SOURCE MATERIAL:
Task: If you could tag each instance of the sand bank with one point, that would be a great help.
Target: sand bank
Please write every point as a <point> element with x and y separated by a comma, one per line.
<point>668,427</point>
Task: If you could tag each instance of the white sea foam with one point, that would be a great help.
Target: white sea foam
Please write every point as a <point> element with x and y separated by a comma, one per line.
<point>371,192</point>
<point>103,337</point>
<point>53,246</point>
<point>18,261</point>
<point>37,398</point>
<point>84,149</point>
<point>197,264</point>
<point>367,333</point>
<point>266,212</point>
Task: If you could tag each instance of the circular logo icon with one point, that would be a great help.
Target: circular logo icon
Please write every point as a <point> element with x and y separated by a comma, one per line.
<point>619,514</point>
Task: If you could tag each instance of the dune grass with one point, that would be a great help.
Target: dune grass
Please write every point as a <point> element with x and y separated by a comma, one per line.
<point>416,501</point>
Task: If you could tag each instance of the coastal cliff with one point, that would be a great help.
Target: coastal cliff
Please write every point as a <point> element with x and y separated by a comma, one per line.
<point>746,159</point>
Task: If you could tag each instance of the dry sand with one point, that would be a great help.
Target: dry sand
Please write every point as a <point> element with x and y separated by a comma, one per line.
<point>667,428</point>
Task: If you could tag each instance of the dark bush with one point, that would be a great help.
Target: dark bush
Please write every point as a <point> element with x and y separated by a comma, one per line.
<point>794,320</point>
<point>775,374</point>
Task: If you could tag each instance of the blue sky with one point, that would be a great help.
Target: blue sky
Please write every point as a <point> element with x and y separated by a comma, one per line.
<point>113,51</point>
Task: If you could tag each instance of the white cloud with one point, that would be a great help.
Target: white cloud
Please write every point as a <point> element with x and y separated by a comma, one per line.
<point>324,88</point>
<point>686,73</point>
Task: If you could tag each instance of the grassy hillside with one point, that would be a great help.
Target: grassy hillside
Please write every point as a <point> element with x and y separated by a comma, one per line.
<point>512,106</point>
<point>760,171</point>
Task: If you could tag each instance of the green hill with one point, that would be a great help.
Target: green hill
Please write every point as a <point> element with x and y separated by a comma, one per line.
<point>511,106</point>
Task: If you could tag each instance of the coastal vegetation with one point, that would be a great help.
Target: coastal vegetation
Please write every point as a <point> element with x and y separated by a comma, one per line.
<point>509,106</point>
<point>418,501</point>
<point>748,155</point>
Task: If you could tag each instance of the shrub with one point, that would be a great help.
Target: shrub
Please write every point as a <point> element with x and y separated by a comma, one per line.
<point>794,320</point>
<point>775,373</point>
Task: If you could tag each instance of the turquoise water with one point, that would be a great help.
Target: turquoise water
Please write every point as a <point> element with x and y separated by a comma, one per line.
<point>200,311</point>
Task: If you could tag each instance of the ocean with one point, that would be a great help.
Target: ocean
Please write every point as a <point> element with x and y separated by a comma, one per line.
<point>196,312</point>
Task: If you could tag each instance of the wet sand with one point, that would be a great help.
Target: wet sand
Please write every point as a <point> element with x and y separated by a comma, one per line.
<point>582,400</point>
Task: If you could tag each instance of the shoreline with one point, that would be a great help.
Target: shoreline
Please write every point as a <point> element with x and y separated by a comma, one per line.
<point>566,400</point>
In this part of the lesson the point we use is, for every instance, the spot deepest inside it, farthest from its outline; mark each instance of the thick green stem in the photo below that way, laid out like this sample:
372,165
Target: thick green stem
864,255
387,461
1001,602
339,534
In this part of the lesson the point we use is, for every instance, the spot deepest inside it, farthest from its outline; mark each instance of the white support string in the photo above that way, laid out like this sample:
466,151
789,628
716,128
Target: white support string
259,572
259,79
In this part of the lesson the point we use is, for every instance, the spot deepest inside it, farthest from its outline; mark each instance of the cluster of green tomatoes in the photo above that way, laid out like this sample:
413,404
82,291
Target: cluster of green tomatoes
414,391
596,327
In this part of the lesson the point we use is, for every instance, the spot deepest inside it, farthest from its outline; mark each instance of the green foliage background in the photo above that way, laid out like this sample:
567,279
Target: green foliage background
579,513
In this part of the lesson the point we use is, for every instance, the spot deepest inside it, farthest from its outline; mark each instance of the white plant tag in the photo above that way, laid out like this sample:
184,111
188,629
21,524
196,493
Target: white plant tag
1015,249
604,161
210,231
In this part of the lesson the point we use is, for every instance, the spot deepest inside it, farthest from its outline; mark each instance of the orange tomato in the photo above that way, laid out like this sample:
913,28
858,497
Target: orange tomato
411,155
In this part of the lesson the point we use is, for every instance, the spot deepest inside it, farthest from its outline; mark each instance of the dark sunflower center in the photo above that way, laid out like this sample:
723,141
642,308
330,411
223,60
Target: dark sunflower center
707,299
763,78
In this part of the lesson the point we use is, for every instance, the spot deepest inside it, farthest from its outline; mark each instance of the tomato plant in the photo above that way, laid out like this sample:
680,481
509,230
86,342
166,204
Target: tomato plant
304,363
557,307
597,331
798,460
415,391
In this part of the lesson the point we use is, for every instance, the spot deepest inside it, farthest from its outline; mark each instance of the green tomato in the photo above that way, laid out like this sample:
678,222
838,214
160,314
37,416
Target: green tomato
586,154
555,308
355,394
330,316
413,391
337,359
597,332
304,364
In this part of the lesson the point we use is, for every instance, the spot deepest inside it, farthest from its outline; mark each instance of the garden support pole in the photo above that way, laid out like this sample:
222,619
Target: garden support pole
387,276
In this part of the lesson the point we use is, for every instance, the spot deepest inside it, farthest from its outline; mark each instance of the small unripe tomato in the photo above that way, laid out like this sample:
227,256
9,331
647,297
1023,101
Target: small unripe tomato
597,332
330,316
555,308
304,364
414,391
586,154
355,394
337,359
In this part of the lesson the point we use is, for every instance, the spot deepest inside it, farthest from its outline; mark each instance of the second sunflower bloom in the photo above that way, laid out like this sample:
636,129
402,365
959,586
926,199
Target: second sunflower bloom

EXERCISE DIRECTIONS:
Copy all of the rows above verbatim, from the first one through the last.

EXPECTED OUTPUT:
Task: If you could tag each instance of the sand bank with one point, that would be a great help.
Target: sand bank
Please write every point as a <point> element with x and y separated by a comma, one per line.
<point>668,427</point>
Task: If you could tag each instance of the white sea foam with one point, that would be a great help.
Target: white sea foam
Please write every point as a <point> element with x and y separated by a comma, one per line.
<point>371,192</point>
<point>103,337</point>
<point>53,246</point>
<point>18,261</point>
<point>37,398</point>
<point>84,149</point>
<point>197,264</point>
<point>367,333</point>
<point>266,212</point>
Task: If you could tag each instance of the circular logo icon with one point, that would be a great help.
Target: circular logo icon
Please write every point as a <point> element with x and y separated by a comma, one per line.
<point>619,514</point>
Task: If you could tag each instance of the dune grass with one point, that would be a great help.
Target: dune grass
Please write every point as a <point> element with x and y separated by a comma, one per line.
<point>416,501</point>
Task: If you could tag each instance of the coastal cliff with one point, that would be a great help.
Target: coastal cliff
Please write every point as a <point> element with x and y separated by a comma, one per line.
<point>746,159</point>
Task: If you could tag each instance of the dry sand with one point, that would be a great help.
Target: dry sand
Please write every point as a <point> element with x and y separated by a comma, one per line.
<point>667,428</point>
Task: If you could tag each instance of the dark bush with one point, that would be a great help.
Target: dark bush
Please write every point as a <point> element with x and y separated by a comma, one per line.
<point>794,320</point>
<point>775,374</point>
Task: If you could tag each instance of the blue sky with one point, that would be a great help.
Target: blue sky
Please write every point as a <point> element with x and y separated by a comma, one per line.
<point>113,51</point>
Task: If you could tag each instance of the white cloud with one point, that would be a great help.
Target: white cloud
Please write every point as a <point> element with x and y separated by a comma, one per line.
<point>324,88</point>
<point>686,73</point>
Task: If you could tag each instance of the grassy hillside with one point, that would be a great help.
Target: grassy hillside
Please write every point as a <point> element with x and y separated by a comma, one per line.
<point>512,106</point>
<point>760,171</point>
Task: If you could tag each instance of the green hill with one point, that would be a great help.
Target: green hill
Please write every point as a <point> element with x and y separated by a comma, one per line.
<point>511,106</point>
Task: If you could tag each instance of the coastal vegetation with one point, that would be a great help.
Target: coastal vegetation
Please write every point as a <point> element with x and y separated by a comma, one per line.
<point>509,106</point>
<point>418,501</point>
<point>748,155</point>
Task: If you could tag each instance of the shrub with one point, that would be a great help.
Target: shrub
Please write every point as a <point> element with x and y separated by a comma, one per line.
<point>794,320</point>
<point>775,373</point>
Task: If you could tag each instance of the turquoise water with one point, that would be a great help.
Target: turquoise water
Please write every point as a <point> element with x and y separated by a comma, one per line.
<point>200,311</point>
Task: If you could tag each instance of the ocean with one point, that would be a great help.
Target: ocean
Please write every point as a <point> element with x and y separated by a comma, one per line.
<point>196,312</point>
Task: If you could tag each instance of the wet sand with one point, that would be a great help.
Target: wet sand
Please write every point as a <point> element with x and y separated by a comma, one per line.
<point>582,400</point>
Task: If you could tag each instance of the shoreline with one point, that would be a great help.
Target: shoreline
Please write every point as a <point> element with x and y separated by a comma, one per line.
<point>566,400</point>
In this part of the lesson the point we use is, for every instance, the spot deepest inside it, farthest from its outline; mark each instance of the thick green stem in the photo below that way, laid out like this sample:
372,165
Target: thick green stem
864,255
387,461
1001,602
339,534
In this part of the lesson the point we use is, for every instance, the spot deepest inside it, farthest from its outline; mark each instance of the white support string in the photo above that way, laid out like this sample:
466,151
789,628
716,128
Target: white support string
259,572
259,79
In this part of the lesson the point we use is, for every instance, the spot deepest inside it, farthest from its outline; mark each instance of the cluster of green tomatoes in the photo above that way, laid out like this sample:
413,404
82,291
Target: cluster of green tomatoes
414,391
596,327
In this part of the lesson the point we use is, for every instance, the spot deepest inside it, farthest from its outline; mark each instance of the green foliage background in the photo above that way, laid out like this sample:
567,279
Target: green foliage background
579,513
In this part of the lesson the point we use is, for every instance, the spot deepest inside it, farthest from its outline; mark each instance of the white plant tag in the photo above that way, laid out like this sample:
184,111
188,629
21,524
196,493
Target: white plant tag
1015,249
604,161
210,231
In this part of the lesson the point we use is, for every instance, the spot deepest inside it, farthest from its outline; mark each instance of the orange tomato in the photo above that way, laid out like this sample:
913,28
858,497
Target: orange tomato
411,155
In this part of the lesson the point we use is, for every instance, the spot deepest inside it, farthest from its outline; mark each instance of the dark sunflower center in the photo above that way, laid out like this sample:
723,141
642,308
330,411
223,60
Target: dark sunflower center
707,299
763,78
In this part of the lesson the point we use is, for every instance, the spot deepest inside it, farthest from its outline; mark each instance of the tomato plant in the photo above that way, laid out like this sample:
680,481
509,230
86,342
166,204
Target: tomato plant
304,363
557,307
597,331
798,460
415,391
In this part of the lesson the point we use is, for every instance, the spot deepest inside it, farthest from its outline; mark each instance of the green tomato in the photo above that way, laid out like this sample:
678,222
838,214
160,314
37,416
Target: green tomato
586,154
555,308
355,394
330,316
413,391
337,359
597,332
304,364
In this part of the lesson the point we use is, for every instance, the spot deepest inside it, farthest from its outline; mark each instance of the garden support pole in the photo above that way, laid out like this sample:
222,619
Target: garden support pole
387,276
In this part of the lesson the point we use is, for every instance, the spot deepest inside it, farthest from its outline; mark each instance of the small unripe tomato in the photo above that way, laid out like this sample:
227,256
9,331
647,297
1023,101
Target: small unripe tomato
597,332
330,316
555,308
304,364
414,391
586,154
355,394
337,359
In this part of the lesson the point we use is, for every instance, the spot deepest inside it, farthest from its outline; mark each instance of the second sunflower bloom in the photo above that way, laid out like this sample:
636,129
402,365
959,586
926,199
Target: second sunflower bloom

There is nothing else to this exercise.